(Saved data entries)
____________________

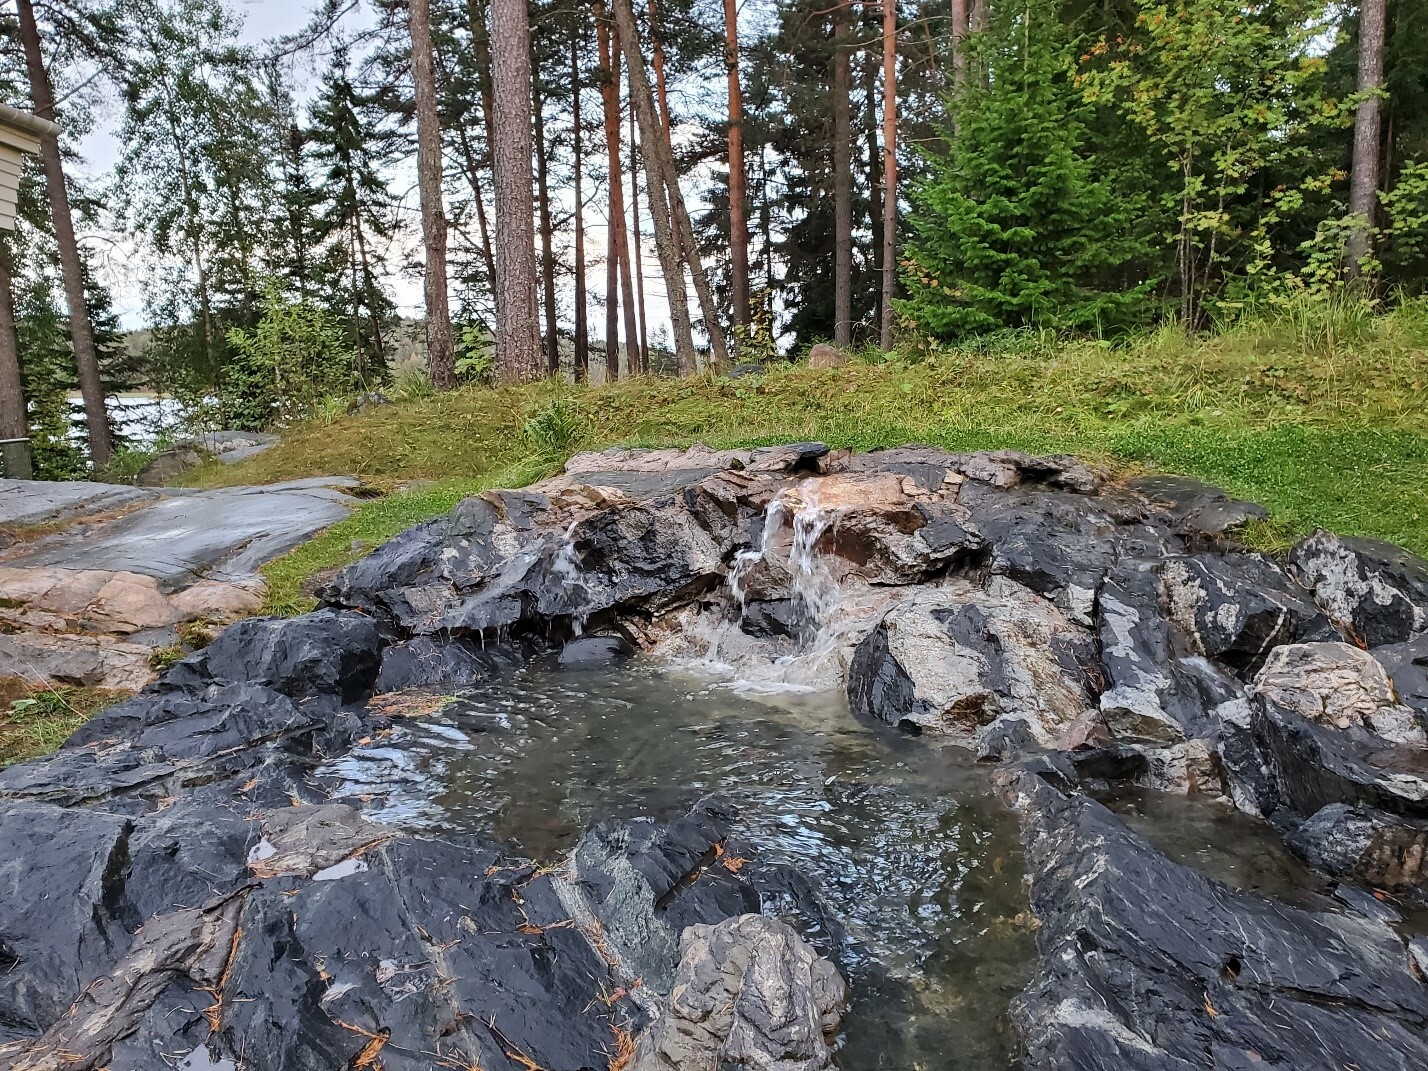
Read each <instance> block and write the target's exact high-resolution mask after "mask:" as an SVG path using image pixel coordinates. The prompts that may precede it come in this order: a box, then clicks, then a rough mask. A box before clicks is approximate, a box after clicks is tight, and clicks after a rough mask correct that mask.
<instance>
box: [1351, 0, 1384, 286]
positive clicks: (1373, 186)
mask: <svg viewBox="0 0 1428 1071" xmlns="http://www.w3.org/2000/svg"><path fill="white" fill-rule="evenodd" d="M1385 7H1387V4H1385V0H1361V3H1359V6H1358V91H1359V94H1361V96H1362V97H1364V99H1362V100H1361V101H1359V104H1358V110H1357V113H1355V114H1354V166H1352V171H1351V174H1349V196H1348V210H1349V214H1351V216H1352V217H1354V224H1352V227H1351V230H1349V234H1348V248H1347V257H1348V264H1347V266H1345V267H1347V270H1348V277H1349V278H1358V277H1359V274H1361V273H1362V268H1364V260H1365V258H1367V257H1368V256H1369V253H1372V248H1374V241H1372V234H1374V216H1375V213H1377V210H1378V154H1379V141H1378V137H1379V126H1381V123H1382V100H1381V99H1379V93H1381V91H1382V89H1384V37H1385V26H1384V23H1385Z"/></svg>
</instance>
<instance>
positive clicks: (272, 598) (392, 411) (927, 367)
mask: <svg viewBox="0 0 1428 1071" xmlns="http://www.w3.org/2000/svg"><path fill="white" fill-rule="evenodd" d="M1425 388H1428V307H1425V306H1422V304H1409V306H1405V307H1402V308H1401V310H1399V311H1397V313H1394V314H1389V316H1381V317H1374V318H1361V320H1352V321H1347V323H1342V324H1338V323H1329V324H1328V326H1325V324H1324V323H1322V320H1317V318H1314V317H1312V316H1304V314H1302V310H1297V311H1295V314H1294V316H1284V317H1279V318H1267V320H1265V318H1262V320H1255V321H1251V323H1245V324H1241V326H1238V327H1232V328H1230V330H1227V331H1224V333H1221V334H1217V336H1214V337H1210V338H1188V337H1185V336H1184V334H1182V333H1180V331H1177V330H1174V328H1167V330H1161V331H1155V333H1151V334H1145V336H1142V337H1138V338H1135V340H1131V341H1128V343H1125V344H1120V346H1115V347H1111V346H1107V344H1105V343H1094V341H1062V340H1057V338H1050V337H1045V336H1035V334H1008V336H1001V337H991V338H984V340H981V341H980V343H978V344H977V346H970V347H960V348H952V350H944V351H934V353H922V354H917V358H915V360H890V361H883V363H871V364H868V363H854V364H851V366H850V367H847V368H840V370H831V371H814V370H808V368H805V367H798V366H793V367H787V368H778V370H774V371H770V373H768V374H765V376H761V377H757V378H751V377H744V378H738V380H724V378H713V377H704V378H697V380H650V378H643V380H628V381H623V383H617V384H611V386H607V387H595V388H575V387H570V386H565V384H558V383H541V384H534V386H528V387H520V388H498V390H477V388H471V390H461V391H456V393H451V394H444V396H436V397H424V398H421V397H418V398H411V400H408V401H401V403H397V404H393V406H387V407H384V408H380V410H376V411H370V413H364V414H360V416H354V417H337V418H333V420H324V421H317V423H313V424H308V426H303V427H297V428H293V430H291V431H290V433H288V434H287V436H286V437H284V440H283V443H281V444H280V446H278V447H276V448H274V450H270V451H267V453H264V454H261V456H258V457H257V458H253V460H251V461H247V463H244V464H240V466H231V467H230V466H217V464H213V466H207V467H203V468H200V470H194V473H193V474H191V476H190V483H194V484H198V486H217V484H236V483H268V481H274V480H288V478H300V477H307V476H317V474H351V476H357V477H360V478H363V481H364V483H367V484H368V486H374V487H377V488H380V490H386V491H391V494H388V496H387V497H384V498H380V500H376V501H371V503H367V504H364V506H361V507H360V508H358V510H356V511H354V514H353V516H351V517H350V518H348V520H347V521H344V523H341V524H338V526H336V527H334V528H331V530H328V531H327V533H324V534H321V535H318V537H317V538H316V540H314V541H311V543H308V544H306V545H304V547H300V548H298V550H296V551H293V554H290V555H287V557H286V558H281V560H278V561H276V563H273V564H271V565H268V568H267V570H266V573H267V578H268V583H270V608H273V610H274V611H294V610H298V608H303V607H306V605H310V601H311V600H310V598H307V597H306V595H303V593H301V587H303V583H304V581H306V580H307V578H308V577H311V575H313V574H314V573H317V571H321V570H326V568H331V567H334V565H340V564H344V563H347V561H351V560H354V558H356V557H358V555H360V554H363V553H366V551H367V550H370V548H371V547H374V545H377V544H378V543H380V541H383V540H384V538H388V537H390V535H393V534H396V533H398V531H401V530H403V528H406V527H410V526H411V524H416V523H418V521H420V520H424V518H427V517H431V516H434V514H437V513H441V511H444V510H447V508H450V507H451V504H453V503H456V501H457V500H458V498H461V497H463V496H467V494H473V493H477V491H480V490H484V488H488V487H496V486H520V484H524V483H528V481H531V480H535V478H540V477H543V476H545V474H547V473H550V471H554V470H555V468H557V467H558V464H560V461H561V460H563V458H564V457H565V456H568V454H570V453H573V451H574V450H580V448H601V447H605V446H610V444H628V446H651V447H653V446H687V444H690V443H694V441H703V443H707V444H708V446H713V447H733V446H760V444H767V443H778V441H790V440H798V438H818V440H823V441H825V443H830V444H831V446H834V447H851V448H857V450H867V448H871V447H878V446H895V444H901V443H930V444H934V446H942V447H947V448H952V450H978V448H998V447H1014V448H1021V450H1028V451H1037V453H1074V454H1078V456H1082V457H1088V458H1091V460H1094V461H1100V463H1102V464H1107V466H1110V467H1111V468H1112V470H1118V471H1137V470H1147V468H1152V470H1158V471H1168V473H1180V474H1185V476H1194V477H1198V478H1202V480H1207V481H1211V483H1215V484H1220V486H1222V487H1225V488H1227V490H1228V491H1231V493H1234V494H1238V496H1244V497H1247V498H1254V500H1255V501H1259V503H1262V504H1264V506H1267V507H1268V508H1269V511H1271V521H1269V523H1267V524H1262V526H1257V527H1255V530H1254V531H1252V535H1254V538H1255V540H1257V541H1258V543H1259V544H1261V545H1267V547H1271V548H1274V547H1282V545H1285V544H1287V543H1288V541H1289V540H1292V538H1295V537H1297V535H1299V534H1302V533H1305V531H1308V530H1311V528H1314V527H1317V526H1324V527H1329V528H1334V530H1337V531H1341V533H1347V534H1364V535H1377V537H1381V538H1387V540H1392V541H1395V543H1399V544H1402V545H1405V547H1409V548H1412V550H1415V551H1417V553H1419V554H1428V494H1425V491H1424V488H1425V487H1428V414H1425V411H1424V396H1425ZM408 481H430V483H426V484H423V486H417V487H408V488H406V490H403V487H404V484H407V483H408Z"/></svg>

____________________

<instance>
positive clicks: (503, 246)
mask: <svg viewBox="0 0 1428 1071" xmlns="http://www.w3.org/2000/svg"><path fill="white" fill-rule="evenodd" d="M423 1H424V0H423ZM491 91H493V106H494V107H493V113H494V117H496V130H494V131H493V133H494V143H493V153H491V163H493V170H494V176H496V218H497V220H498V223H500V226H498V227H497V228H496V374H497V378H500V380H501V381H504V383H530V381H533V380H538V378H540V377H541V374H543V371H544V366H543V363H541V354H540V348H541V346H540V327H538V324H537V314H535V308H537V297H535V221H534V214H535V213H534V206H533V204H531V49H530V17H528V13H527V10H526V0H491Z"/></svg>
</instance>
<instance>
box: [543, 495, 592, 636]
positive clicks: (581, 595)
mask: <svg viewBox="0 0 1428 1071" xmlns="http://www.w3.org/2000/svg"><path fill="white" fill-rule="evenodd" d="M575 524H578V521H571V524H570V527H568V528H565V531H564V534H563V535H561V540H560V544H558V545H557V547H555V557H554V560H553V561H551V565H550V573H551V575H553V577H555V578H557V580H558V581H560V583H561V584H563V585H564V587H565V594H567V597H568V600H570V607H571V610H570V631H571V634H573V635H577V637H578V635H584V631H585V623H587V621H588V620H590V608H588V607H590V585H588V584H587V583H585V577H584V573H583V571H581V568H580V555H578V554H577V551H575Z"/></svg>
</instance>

____________________

## Instructions for the task
Report every line from the listing above that contains the word "positive".

## Result
positive clicks: (1373, 186)
positive clicks: (272, 598) (392, 411) (927, 367)
positive clicks: (503, 246)
positive clicks: (581, 595)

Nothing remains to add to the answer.